VORLIEGENDER TEXT ▸
----

Durch Deinen demonstrativen Auftritt als Landesvorsitzender hast Du die Berliner Partei in eine unerträgliche Nähe mit aktiven Unterstützern des gegenwärtigen Krieges gebracht.

Wir wissen, dass Dein Auftreten auf der Kundgebung “Solidarität mit Israel - Stoppt den Terror der Hamas” am 11. Januar 2009 von außerordentlich vielen Mitgliedern des Berliner Landesverbandes der Partei DIE LINKE nicht gebilligt wird. Auch in Ihrem Namen verfassten wir diesen Brief.

----

EINTRÄGE IM DATENSATZ ▸
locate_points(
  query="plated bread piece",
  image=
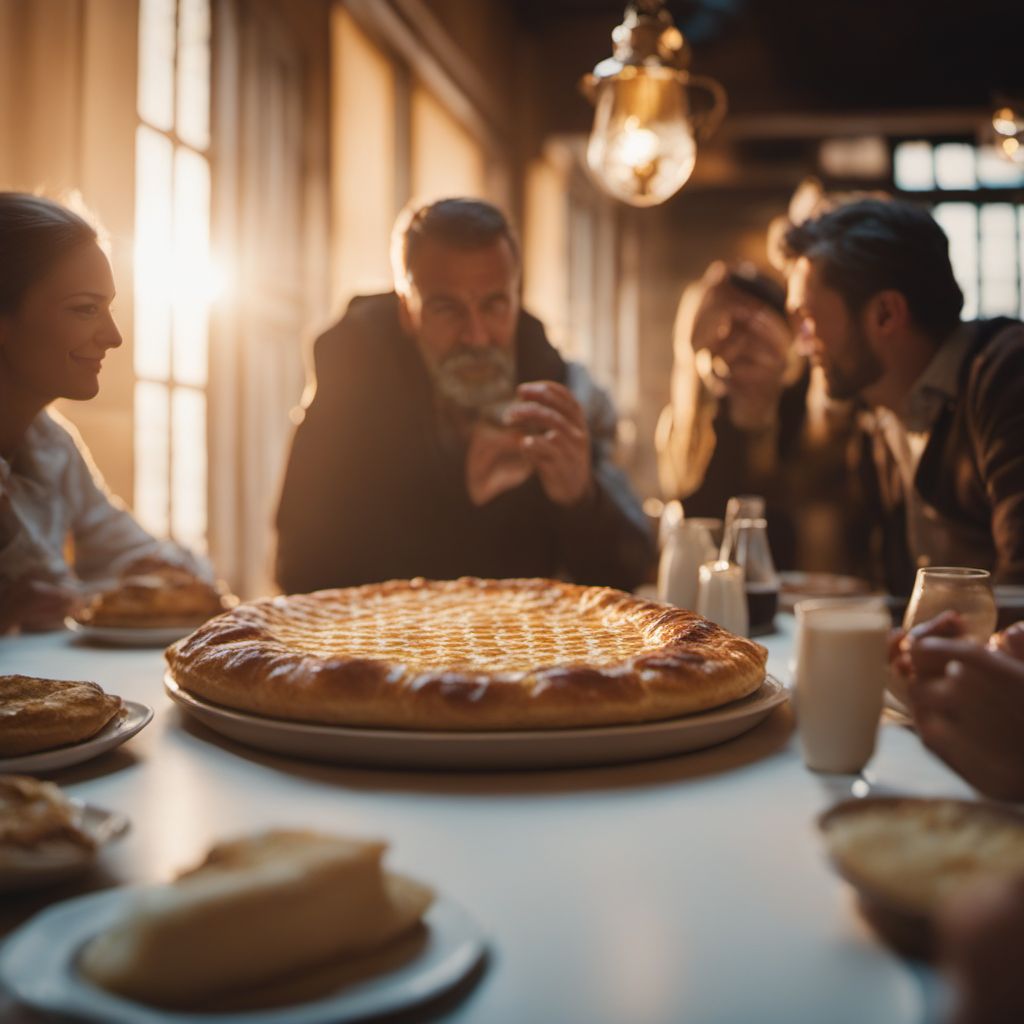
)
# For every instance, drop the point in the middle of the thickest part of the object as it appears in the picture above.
(257, 909)
(466, 654)
(42, 714)
(37, 820)
(166, 597)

----

AUFGABENSTELLUNG ▸
An welchem Datum fand laut dem Text die Kundgebung „Solidarität mit Israel - Stoppt den Terror der Hamas“ statt? Die Einträge stammen aus einer anderen Quelle als der Text.

ERGEBNIS DER AUFGABE ▸
Am 11. Januar 2009.